▶ **Extracted records**:
•••
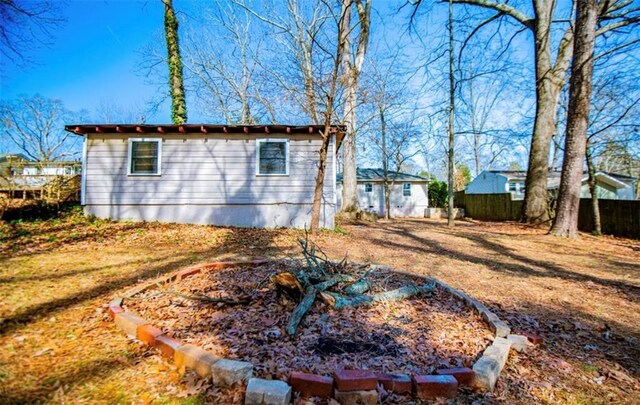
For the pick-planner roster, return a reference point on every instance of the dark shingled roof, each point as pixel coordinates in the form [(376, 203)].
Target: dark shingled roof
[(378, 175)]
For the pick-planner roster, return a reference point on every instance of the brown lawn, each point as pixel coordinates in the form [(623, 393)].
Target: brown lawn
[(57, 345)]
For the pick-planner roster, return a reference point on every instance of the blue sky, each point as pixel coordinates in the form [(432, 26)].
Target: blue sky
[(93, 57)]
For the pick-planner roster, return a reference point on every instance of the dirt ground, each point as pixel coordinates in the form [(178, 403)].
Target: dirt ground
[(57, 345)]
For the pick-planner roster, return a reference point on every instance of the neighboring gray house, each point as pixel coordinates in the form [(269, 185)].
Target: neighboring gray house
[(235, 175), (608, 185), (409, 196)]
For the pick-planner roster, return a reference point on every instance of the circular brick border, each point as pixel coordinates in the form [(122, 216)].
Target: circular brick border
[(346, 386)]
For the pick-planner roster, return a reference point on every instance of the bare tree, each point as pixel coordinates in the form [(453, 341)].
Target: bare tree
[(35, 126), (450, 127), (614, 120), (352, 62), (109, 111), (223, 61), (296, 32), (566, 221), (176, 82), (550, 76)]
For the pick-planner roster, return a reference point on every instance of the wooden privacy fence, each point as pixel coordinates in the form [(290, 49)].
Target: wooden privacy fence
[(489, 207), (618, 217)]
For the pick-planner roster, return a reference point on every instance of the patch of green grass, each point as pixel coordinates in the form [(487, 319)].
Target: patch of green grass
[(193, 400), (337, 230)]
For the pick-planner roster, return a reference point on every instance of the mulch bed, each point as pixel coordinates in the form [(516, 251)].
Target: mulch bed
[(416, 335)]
•••
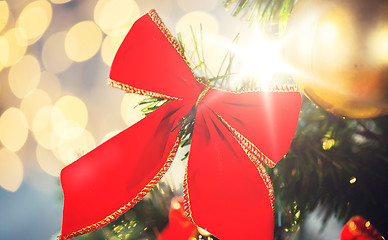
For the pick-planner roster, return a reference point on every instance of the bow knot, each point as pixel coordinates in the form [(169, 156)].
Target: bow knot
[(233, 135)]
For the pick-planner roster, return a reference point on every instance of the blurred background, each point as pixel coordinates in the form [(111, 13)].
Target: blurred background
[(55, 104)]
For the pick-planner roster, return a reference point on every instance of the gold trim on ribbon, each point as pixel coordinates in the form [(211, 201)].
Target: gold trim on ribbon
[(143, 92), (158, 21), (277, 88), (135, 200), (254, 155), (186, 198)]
•••
▶ **Set task**:
Could you reproduce the records from the line with "form [(169, 156)]." up to and including the line with "155), (186, 198)]", keeping every line, and shift each coordinate in the answers by -135? Leave the numbers in the requests, including their format samples, unchanged.

▶ **Reply to the exercise**:
For the pick-planner roster, return a reference point on every instance of the bow knot, each point as pixel coordinates in the form [(169, 156)].
Target: bow knot
[(98, 0)]
For the pick-planner roster, return a reference point on every instance of the blurred background, each point as pixel coordinates in the form [(111, 13)].
Target: blurred background
[(-80, -31)]
For the pick-planner roster, return a reference point on every instance of the gold trim on ribbon, each point as pixel coordinates in the form [(211, 201)].
Target: gold trim on ribbon
[(8, -43), (23, -114), (142, -47), (0, 65), (119, 20), (51, 63)]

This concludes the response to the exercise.